▸ **Dataset items**:
━━━━━━━━━━━━━━━━
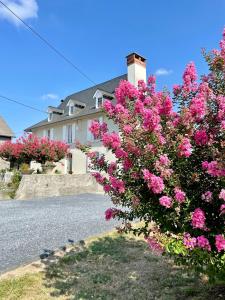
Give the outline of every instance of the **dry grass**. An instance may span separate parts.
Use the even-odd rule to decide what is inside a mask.
[[[51,260],[44,271],[0,281],[0,299],[225,299],[130,236],[107,234]]]

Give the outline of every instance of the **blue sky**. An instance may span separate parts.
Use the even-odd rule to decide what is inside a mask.
[[[181,81],[184,66],[207,71],[201,48],[216,48],[225,25],[223,0],[3,0],[95,82],[126,73],[125,56],[165,69],[158,86]],[[0,5],[0,94],[45,110],[91,83]],[[165,72],[166,73],[166,72]],[[17,136],[45,117],[0,99],[0,114]]]

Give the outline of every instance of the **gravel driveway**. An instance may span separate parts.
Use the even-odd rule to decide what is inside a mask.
━━━━━━━━━━━━━━━━
▸ **Your assignment**:
An exact, picture-free copy of the entries is required.

▸ **Written solution**:
Give the outline of every instance of the **dry grass**. An instance may span separate parts.
Use the even-odd rule to decide what is inside a mask.
[[[51,260],[44,271],[0,281],[0,299],[225,299],[130,236],[107,234]]]

Give the outline of every instance of the **blue sky**. An instance may span separate parts.
Use the even-odd rule to decide what is inside a mask.
[[[181,81],[184,66],[207,71],[201,48],[216,48],[225,25],[223,0],[3,0],[95,82],[126,73],[125,56],[165,69],[158,86]],[[0,5],[0,94],[45,110],[91,83]],[[165,72],[166,73],[166,72]],[[17,136],[45,117],[0,99],[0,114]]]

Give the outline of every instance of the **gravel driveway**. An instance may span separate parts.
Use the even-odd rule to decide what is inside a mask.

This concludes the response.